Recorded data:
_ _ _

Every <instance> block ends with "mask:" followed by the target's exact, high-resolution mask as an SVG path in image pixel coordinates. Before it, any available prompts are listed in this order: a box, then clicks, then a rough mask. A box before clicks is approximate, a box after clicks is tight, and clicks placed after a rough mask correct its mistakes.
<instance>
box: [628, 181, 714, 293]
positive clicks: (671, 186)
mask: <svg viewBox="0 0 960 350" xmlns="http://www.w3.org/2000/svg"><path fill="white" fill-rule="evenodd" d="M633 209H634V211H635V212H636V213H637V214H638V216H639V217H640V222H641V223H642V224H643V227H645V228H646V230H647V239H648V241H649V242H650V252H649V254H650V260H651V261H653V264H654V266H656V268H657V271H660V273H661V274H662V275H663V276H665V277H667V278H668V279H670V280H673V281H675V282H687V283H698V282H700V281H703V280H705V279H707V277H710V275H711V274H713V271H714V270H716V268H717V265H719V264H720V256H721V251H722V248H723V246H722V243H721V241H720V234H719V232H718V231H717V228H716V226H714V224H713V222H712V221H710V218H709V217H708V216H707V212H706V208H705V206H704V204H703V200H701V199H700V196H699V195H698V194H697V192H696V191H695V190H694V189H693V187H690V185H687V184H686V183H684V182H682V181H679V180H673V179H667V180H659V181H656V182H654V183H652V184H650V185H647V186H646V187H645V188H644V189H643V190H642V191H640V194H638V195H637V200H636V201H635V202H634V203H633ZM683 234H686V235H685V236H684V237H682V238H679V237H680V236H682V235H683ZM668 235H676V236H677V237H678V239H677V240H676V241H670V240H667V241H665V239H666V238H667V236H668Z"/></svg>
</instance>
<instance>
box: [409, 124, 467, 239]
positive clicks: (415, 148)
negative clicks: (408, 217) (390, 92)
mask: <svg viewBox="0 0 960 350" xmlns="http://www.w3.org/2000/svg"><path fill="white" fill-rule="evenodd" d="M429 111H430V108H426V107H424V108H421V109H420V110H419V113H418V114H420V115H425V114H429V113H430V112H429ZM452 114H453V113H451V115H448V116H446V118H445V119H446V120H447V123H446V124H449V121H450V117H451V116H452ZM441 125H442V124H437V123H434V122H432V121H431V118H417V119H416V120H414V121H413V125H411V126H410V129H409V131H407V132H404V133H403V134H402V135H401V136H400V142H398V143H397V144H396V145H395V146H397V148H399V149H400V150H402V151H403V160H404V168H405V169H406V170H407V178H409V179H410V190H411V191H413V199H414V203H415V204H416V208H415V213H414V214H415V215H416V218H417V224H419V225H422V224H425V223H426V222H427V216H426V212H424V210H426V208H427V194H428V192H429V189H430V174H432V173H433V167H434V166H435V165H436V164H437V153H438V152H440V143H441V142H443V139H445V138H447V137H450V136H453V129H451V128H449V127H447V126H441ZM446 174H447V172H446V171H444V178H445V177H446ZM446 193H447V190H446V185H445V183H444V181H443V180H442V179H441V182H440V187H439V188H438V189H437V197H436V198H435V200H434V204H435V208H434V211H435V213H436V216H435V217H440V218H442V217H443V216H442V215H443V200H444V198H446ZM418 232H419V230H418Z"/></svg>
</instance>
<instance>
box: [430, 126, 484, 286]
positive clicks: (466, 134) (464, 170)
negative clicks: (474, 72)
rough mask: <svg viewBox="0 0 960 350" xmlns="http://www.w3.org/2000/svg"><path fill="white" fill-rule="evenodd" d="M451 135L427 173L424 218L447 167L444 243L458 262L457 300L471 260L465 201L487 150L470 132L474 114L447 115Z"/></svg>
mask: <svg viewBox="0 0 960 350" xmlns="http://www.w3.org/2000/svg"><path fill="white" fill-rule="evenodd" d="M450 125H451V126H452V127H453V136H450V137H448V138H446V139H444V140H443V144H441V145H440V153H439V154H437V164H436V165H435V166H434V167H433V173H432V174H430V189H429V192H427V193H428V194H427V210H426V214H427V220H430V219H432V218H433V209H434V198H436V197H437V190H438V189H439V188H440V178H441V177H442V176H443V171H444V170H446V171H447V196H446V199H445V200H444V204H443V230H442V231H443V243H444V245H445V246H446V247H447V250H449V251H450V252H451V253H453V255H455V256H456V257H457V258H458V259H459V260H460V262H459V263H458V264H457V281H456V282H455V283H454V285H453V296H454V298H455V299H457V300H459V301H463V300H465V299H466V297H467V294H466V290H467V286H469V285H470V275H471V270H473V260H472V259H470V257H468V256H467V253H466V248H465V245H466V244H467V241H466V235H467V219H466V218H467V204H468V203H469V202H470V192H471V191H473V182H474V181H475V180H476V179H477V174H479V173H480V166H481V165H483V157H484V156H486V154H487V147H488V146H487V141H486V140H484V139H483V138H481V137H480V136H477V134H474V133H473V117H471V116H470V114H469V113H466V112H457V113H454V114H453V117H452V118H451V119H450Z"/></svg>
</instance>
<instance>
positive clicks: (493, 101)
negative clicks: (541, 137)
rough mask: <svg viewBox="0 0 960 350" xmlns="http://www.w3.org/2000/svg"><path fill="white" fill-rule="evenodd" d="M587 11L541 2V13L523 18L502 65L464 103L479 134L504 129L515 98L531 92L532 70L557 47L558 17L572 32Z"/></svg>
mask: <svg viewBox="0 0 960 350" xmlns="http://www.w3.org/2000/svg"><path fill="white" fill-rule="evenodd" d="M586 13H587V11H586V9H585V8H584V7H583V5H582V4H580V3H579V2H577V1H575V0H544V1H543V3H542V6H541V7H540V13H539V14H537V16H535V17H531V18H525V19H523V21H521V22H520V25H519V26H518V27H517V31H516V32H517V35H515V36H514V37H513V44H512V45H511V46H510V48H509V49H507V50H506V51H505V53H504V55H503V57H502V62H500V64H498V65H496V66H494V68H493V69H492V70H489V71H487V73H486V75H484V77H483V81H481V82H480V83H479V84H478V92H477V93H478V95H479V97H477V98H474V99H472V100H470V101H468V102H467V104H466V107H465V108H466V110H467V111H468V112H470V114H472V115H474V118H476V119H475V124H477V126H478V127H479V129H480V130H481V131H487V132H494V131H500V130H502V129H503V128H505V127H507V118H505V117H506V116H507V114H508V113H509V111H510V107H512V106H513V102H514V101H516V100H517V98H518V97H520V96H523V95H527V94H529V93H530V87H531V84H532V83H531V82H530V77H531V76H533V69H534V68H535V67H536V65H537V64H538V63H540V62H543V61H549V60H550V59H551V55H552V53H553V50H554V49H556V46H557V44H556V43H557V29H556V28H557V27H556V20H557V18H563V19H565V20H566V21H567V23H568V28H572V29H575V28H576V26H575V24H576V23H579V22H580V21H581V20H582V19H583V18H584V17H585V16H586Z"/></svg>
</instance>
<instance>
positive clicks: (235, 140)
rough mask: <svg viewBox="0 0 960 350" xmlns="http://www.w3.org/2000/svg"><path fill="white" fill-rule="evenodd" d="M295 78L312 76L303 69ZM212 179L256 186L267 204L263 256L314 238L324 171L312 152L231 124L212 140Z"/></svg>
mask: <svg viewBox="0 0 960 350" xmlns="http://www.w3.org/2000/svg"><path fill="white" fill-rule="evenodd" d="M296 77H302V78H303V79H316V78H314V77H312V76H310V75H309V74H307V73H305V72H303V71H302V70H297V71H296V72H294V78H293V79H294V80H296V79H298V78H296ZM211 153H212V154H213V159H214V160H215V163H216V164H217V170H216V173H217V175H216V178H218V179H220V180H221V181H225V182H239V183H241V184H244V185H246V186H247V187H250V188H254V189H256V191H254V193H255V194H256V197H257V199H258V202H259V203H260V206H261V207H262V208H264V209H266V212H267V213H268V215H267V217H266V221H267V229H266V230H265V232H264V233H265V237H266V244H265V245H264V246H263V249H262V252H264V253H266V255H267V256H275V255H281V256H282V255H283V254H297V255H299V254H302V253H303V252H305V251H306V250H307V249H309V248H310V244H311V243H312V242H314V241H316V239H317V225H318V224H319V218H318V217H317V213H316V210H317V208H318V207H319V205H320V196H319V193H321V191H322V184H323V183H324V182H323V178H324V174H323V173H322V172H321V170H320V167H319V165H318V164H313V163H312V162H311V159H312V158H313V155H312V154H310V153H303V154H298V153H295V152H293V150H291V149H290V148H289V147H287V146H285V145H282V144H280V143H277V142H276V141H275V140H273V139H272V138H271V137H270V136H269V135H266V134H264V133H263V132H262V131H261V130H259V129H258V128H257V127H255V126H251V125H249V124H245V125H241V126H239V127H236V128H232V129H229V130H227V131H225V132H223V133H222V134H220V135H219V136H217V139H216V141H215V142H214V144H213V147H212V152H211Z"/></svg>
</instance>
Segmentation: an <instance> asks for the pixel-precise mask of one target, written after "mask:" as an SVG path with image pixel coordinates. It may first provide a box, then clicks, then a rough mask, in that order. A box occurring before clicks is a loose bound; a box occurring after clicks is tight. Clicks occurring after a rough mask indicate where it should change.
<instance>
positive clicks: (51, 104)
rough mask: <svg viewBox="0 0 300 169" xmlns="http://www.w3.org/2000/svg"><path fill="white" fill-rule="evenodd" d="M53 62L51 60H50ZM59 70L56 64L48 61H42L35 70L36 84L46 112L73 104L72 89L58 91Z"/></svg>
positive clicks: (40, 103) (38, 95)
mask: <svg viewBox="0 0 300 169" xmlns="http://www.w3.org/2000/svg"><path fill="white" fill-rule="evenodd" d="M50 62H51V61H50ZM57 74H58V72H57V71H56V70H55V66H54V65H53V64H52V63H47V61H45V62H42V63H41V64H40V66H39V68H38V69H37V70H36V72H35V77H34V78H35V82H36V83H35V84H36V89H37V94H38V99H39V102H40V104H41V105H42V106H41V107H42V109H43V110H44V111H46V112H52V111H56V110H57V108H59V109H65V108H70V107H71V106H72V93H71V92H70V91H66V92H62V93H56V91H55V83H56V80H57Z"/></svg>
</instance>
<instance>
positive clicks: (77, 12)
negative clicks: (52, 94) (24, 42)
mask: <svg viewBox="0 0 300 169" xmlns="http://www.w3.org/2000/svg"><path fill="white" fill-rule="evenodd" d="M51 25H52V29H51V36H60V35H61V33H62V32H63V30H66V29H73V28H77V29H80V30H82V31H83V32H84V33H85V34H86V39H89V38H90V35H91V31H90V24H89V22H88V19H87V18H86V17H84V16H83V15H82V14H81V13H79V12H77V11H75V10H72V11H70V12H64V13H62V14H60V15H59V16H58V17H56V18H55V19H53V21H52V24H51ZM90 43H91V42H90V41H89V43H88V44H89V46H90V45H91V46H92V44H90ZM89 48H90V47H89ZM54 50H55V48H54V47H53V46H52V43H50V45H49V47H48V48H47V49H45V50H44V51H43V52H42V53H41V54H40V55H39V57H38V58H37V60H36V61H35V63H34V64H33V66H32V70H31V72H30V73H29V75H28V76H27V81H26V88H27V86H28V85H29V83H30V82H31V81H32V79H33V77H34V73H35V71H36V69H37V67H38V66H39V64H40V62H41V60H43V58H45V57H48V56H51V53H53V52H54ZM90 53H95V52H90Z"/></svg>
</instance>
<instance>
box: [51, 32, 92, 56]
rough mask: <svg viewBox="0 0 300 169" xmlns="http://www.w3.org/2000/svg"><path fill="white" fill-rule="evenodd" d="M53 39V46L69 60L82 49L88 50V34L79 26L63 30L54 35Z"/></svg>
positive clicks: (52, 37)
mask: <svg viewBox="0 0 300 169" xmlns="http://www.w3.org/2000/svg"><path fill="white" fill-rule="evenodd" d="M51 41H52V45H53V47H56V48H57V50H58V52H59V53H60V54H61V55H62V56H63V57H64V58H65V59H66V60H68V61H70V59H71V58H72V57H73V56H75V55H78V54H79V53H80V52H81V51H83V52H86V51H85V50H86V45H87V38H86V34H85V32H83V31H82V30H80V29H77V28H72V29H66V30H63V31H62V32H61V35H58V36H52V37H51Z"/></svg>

_ _ _

▶ ASSIGNED TASK:
Reproduce without alteration the stretch of the records from the start through the line containing "positive clicks: (671, 186)".

▶ TASK RESULT:
Every <instance> block ends with "mask:" followed by the target's exact, high-resolution mask as an SVG path in image pixel coordinates. Before it, any available prompts are listed in this order: a box, then clicks, then a rough mask. A box before clicks is approximate, a box after clicks is tight, and clicks placed after a rough mask correct its mistakes.
<instance>
box: [628, 181, 714, 293]
positive clicks: (671, 186)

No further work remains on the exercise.